Document passage ->
- - -

Here, Rhodes and Lever speak unimpeded.
“It wasn’t the problem that every hospital was full,” Rhodes says. “It was a problem that a handful of hospitals were nearing capacity, while hospitals within a 15- mile-to-20 mile radius had plenty of space.”
“The issue at Elmhurst was not one of capacity,” says Lever, the governor’s communication director, noting that there were thousands of free beds in the city, including within Health & Hospitals’ own network. “It was a patient management issue.”
None of this is necessarily wrong. But its intention is clear to those who have followed healthcare issues closely in New York. Lever and Rhodes, through Dwyer, want you to believe Cuomo’s decision to embrace hospital closures over his more than nine years as governor was not the reason people died in New York City. It was not the reason there was a crisis at all, the Cuomo aides tell Dwyer, their statements going unquestioned.
A brief recap: starting with Republican Governor George Pataki in the 2000s, New York State closed many hospitals to save money. Hospitals are expensive to operate and aren’t filled to capacity unless there are rare disasters, like pandemics. But they are a lifeline for low-income communities with few other healthcare options. The head of Pataki’s hospital closure commission, an investment banker named Stephen Berger, is close to Cuomo, and served on Cuomo’s first Medicaid-cutting task force. Cuomo and Pataki have been at odds, but not on matters of healthcare. Both believe, fundamentally, closing hospitals was the right thing to do.
Queens, a ground zero for coronavirus, lost four hospitals in the last 15 years: Parkway in Forest Hills, St. John’s in Elmhurst, Mary Immaculate in Jamaica, and Peninsula Hospital in Far Rockaway, which shuttered in 2012 with Cuomo’s approval. We will never know how many lives could have been saved with four additional hospitals in a borough that has seen nearly 6,000 die from coronavirus. What we do know, and goes unmentioned in Dwyer’s column and from Cuomo aides, is that while there were certain hospitals with vacant beds, the real issue was intensive care unit capacity. New York City was hitting its ICU limit as early as March. New York City’s ICU capacity is among the worst in the country, ranking behind cities like Chicago, Detroit, Fort Lauderdale, New Orleans, and Baltimore. To save lives, hospitals like Elmhurst strained, in a short amount of time, to triple their ICU capacity. Would New York City have been better off with four additional Queens hospitals with more ICU beds? This is likely. Could these four hospitals have saved some amount of life? Again, likely.

- - -

Exercise set ->
1 > Answer these questions about the passage on New York hospital closures:
(a) What position does Lever hold?
(b) Which Queens hospital shut down in 2012 with Cuomo's approval?
(c) Who headed Pataki's hospital closure commission?
2 > How would you write the next part of the passage on New York hospital closures, picking up after its final sentence?

Source data ->

- - -

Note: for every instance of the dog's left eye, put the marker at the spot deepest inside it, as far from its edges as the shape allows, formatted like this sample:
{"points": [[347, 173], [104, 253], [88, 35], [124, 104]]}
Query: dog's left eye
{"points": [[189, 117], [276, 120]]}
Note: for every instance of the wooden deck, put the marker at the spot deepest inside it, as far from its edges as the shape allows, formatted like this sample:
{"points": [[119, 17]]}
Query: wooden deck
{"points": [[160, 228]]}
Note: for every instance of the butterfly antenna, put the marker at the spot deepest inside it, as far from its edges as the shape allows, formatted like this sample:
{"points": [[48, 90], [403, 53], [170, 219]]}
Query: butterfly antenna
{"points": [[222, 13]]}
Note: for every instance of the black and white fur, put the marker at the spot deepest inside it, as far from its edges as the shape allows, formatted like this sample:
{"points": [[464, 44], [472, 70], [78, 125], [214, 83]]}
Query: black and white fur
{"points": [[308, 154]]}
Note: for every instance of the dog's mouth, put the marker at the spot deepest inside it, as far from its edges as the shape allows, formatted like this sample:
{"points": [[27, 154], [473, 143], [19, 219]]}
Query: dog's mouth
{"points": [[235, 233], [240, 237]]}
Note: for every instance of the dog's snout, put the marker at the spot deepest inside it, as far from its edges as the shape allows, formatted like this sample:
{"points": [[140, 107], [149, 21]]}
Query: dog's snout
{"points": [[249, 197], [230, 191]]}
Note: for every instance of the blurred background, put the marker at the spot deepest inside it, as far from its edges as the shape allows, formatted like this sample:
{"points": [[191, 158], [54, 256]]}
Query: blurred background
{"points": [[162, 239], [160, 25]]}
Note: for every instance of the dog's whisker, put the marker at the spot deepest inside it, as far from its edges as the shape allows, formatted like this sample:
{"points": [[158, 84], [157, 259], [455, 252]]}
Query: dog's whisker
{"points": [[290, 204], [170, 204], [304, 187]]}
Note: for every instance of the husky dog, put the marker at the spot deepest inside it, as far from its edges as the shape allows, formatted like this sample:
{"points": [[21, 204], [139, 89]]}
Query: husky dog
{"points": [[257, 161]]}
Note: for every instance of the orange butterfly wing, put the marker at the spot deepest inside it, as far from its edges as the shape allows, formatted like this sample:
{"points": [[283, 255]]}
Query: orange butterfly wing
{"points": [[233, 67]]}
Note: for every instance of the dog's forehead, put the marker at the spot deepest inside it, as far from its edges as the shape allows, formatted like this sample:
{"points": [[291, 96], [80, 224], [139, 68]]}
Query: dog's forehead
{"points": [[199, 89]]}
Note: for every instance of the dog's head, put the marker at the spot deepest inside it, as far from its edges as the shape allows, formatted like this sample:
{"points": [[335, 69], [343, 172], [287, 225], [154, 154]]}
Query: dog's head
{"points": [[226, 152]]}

- - -

Replies ->
1 >
(a) Governor's communication director
(b) Peninsula Hospital in Far Rockaway
(c) Stephen Berger, an investment banker

2 >
Dwyer ultimately lets Cuomo off the hook because the failure of New York’s byzantine hospital system is never laid at his feet. Instead, Cuomo is credited for acting quickly to stave off further suffering in a system he never fixed in the first place, despite governing the state for nearly a decade. This isn’t the first disaster to befall New York City. After Hurricane Sandy in 2012, why didn’t Cuomo try to better coordinate the city’s public and private hospitals? Why did he allow the fiefdoms, some of them quite wealthy and politically-connected, to continue as they were until it was too late? Cuomo has scoffed at creating a single-payer healthcare system in New York State but such an approach could give the public great leverage over private providers, allowing the state government to regulate hospitals in whatever way they prefer. Or, more simply, the Department of Health could have set up a central database to track hospital patients and beds in real-time. This is within the realm of possibility. Amazon does it for packages. Dwyer should have asked Cuomo’s aides why the governor never thought to do this before.
Cuomo, ultimately, seemed pleased with Dwyer’s column. We know this because he said so himself.
“Jim Dwyer’s got a piece today,” Cuomo told WAMC’s Alan Chartock last week. “By that analysis, we’re going to do very, very well … We did the impossible.”